What you need to do:
Rewrite the stretch of the records below, from the line containing "the white stair" through the line containing "367), (32, 256)]", as a JSON list of strings with one string per line and no blank lines. Include only those lines.

╭──

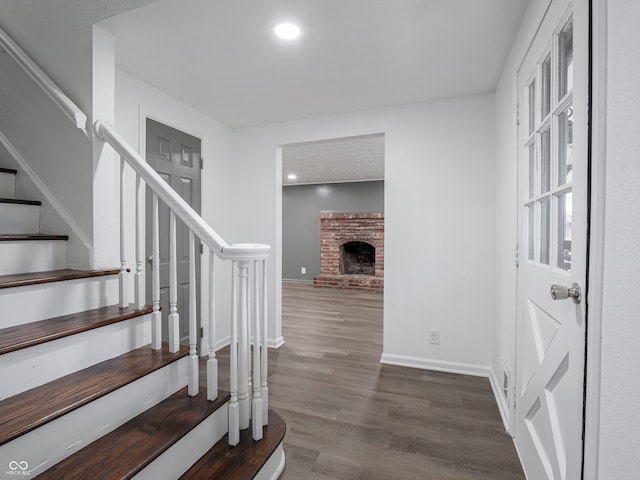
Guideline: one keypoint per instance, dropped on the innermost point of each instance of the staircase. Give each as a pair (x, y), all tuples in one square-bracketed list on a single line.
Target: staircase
[(82, 393)]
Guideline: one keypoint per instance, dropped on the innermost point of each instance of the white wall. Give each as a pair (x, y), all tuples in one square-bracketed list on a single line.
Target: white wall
[(439, 202), (619, 437), (135, 100)]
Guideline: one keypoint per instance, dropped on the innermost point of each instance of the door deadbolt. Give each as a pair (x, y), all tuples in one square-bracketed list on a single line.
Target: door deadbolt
[(558, 292)]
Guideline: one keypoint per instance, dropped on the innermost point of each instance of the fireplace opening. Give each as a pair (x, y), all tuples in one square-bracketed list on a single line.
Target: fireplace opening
[(357, 258)]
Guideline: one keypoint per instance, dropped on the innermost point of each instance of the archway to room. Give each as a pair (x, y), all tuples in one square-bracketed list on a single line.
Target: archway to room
[(333, 241)]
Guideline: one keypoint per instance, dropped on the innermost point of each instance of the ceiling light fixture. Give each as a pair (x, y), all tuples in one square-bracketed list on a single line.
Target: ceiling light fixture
[(287, 31)]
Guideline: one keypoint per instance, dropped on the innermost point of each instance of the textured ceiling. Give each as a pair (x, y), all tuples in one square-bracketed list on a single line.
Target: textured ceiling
[(220, 56), (352, 159)]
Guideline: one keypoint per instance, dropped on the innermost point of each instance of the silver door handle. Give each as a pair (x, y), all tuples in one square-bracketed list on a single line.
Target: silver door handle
[(558, 292)]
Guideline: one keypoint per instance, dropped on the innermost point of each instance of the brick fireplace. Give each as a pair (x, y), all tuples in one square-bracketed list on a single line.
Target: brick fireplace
[(351, 251)]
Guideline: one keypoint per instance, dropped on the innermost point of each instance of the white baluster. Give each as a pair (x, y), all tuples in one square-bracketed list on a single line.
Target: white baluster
[(139, 275), (174, 318), (234, 408), (256, 415), (265, 349), (123, 278), (212, 362), (193, 334), (243, 345), (156, 316)]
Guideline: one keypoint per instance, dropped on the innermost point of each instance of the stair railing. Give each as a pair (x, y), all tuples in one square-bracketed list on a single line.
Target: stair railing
[(248, 291), (249, 272), (64, 103)]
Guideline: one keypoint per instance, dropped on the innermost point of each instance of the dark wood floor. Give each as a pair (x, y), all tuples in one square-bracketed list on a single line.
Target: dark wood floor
[(349, 417)]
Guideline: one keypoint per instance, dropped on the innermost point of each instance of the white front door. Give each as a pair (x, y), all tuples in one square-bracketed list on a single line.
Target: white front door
[(552, 206)]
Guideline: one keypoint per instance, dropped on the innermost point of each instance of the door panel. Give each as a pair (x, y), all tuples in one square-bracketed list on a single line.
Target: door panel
[(176, 156), (552, 219)]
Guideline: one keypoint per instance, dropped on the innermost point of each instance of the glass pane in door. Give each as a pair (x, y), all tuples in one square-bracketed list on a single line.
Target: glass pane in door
[(545, 232), (565, 147), (531, 219), (532, 107), (565, 59), (545, 161), (545, 85), (532, 170), (565, 204)]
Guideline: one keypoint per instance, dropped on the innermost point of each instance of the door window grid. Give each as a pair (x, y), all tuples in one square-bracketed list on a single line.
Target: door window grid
[(549, 145)]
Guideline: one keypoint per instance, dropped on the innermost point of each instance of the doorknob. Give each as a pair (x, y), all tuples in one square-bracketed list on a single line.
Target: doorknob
[(558, 292)]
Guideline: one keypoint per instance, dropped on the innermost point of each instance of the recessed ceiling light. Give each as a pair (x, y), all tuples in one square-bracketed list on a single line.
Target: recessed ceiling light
[(287, 31)]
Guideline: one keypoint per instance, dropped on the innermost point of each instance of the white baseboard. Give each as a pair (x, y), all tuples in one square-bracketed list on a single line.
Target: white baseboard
[(297, 280), (437, 365), (275, 343)]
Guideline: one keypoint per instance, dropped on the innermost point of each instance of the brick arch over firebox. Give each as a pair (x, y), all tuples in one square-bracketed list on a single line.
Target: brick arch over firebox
[(337, 229)]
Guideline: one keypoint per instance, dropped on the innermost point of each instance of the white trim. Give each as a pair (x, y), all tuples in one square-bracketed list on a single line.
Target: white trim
[(597, 230), (437, 365), (498, 392), (46, 193)]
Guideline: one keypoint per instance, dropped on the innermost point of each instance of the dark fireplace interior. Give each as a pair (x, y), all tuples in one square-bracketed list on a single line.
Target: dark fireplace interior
[(357, 258)]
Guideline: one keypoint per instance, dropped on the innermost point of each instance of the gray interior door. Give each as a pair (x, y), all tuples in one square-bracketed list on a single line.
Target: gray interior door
[(176, 156)]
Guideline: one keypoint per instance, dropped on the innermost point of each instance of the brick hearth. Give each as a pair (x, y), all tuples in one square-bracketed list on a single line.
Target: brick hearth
[(337, 229)]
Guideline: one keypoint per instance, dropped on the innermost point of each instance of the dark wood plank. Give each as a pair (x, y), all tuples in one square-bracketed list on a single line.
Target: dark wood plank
[(18, 201), (35, 278), (350, 417), (243, 461), (28, 335), (128, 449), (29, 410)]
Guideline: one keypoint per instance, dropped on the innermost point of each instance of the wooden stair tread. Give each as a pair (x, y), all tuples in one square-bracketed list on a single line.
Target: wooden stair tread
[(31, 409), (244, 460), (35, 278), (15, 237), (18, 201), (24, 336), (128, 449)]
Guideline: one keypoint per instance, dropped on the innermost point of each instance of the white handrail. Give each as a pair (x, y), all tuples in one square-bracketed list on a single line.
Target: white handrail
[(43, 80), (247, 314), (183, 210)]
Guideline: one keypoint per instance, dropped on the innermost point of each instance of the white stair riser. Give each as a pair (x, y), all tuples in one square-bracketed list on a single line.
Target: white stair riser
[(19, 218), (21, 305), (274, 466), (7, 185), (188, 450), (64, 436), (31, 367), (32, 256)]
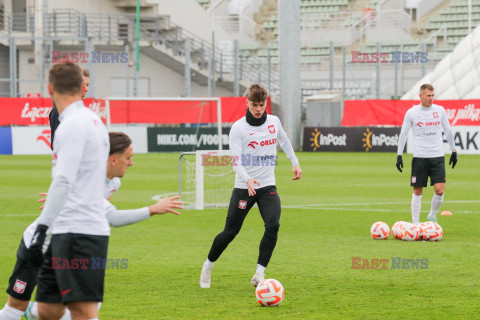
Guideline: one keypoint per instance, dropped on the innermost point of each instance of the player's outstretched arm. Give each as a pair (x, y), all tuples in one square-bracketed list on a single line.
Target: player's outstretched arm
[(166, 205), (453, 159), (120, 218), (297, 172), (251, 186)]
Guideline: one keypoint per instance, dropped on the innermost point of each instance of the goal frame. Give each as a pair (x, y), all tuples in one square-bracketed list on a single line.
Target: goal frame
[(199, 175), (199, 99)]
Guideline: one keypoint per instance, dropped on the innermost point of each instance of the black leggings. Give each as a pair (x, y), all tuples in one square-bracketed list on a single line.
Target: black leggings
[(240, 204)]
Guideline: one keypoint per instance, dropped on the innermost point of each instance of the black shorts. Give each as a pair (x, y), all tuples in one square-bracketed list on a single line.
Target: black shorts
[(422, 168), (268, 203), (73, 269), (24, 275)]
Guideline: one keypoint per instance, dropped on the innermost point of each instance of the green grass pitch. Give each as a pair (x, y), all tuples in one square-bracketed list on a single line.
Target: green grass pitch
[(325, 222)]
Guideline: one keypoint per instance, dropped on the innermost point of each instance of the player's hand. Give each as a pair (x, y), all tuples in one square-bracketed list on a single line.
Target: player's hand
[(166, 205), (453, 159), (297, 172), (35, 250), (43, 194), (251, 187), (399, 163)]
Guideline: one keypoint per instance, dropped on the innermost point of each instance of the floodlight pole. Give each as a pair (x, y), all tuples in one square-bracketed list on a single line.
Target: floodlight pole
[(138, 35), (290, 88)]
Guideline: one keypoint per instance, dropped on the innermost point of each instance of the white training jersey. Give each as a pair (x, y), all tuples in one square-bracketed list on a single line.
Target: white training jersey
[(81, 148), (426, 124), (253, 150)]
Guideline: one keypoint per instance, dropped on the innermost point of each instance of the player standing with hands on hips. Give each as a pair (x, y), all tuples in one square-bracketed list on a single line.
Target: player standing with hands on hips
[(427, 120), (253, 137)]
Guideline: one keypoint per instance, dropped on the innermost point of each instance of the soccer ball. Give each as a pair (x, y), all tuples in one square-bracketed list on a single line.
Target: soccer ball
[(380, 230), (422, 227), (410, 232), (269, 293), (433, 231), (396, 228)]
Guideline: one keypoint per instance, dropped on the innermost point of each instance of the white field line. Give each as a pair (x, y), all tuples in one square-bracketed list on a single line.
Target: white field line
[(319, 206)]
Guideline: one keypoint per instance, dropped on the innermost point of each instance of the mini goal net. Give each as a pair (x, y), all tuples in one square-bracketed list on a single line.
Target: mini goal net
[(206, 179)]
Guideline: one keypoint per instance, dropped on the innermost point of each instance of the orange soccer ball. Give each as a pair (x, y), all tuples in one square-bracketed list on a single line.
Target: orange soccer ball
[(380, 230), (269, 293)]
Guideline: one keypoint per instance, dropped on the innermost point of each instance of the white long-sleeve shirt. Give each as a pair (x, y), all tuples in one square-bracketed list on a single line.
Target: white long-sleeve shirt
[(253, 150), (81, 149), (426, 124)]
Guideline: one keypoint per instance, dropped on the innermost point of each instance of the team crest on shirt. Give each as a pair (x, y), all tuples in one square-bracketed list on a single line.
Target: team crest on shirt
[(242, 204), (19, 286)]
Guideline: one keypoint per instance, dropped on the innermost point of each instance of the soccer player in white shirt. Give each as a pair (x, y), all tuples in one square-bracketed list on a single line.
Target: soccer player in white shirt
[(253, 149), (74, 208), (427, 120)]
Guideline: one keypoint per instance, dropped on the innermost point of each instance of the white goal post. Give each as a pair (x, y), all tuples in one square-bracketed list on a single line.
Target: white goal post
[(160, 99), (207, 180)]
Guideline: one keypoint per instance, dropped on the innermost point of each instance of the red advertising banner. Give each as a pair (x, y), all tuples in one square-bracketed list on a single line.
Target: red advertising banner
[(392, 112), (34, 111)]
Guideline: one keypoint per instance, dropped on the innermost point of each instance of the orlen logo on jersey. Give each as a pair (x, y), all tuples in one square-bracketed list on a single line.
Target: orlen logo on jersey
[(263, 143), (428, 124), (372, 140), (35, 112)]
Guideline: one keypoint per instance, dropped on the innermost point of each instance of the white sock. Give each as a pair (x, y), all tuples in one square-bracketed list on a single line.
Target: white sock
[(34, 309), (9, 313), (416, 208), (208, 264), (260, 269), (68, 316), (436, 203)]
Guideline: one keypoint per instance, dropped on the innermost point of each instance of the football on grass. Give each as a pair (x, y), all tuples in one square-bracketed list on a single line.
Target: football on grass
[(380, 230)]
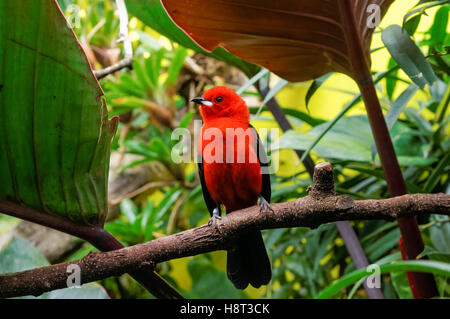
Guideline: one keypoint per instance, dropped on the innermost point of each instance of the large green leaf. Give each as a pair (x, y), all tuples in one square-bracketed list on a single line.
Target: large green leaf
[(152, 13), (438, 268), (354, 144), (17, 254), (54, 130)]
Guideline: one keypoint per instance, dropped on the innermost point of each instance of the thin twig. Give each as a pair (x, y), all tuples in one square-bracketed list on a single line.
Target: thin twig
[(127, 60)]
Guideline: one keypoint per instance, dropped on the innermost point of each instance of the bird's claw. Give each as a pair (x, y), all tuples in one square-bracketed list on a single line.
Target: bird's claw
[(264, 206)]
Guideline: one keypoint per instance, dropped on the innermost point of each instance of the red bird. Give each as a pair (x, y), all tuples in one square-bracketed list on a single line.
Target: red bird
[(231, 175)]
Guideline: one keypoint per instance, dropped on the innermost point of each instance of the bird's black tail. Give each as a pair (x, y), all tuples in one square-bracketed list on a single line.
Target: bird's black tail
[(248, 263)]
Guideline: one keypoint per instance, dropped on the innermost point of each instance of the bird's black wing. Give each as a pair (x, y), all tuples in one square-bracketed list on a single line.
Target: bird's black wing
[(262, 158), (208, 200)]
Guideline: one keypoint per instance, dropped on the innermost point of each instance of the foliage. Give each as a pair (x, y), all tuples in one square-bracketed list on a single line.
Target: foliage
[(306, 263)]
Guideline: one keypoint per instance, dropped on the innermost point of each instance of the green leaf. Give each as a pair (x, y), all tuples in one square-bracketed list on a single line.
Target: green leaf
[(17, 255), (54, 131), (408, 56), (411, 25), (274, 90), (438, 268), (391, 81), (396, 109), (129, 209), (437, 174), (438, 30), (176, 65), (314, 86), (401, 285), (443, 105), (263, 72), (350, 140), (153, 14)]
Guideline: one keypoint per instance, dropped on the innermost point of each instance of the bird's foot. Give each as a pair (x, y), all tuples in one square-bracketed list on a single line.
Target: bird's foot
[(264, 206), (214, 218)]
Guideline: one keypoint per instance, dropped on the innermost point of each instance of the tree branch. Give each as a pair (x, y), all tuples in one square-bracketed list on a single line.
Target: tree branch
[(321, 206), (345, 229)]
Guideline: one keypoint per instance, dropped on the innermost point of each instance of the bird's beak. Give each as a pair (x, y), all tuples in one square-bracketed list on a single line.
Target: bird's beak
[(202, 101)]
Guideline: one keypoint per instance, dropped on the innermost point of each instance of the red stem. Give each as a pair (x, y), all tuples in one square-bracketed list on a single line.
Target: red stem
[(425, 286)]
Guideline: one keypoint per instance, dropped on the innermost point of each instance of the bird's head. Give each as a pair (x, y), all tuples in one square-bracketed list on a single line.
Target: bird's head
[(221, 102)]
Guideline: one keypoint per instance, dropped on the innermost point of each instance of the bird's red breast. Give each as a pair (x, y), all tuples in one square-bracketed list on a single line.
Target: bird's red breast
[(227, 144)]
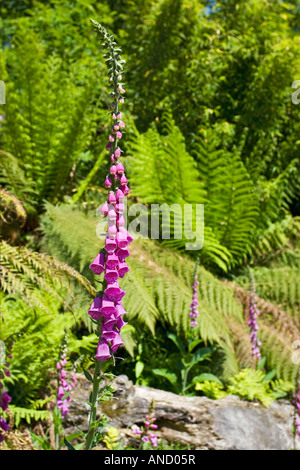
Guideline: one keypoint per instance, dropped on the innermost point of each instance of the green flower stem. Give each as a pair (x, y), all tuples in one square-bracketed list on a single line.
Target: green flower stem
[(93, 403)]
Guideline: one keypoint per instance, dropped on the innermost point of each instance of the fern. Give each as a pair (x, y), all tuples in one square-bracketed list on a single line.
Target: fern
[(29, 415), (157, 275), (27, 273), (172, 178), (57, 122)]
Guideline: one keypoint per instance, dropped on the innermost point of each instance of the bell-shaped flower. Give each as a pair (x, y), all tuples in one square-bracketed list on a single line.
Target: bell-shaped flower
[(99, 263), (103, 351)]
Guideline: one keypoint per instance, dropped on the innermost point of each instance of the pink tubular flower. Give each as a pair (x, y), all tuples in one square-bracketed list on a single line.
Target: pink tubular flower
[(296, 404), (98, 264), (107, 309), (193, 307), (102, 351), (252, 322), (65, 389), (145, 433)]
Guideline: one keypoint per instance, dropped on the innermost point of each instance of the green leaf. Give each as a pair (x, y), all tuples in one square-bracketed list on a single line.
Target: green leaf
[(201, 354), (207, 376), (194, 343), (269, 376), (261, 363), (177, 341), (170, 376), (88, 375), (68, 445)]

╰──

Response to the exercise:
[
  "Guideline: one keypoint per instance, dropped on the innermost point of each instance of the white stair riser. Give each as a pair (x, y), all tuples in one square-bracketed list on a single line.",
  "Target: white stair riser",
  "[(19, 218), (21, 305), (274, 466), (7, 185), (188, 450), (64, 436), (31, 367), (32, 256)]"
]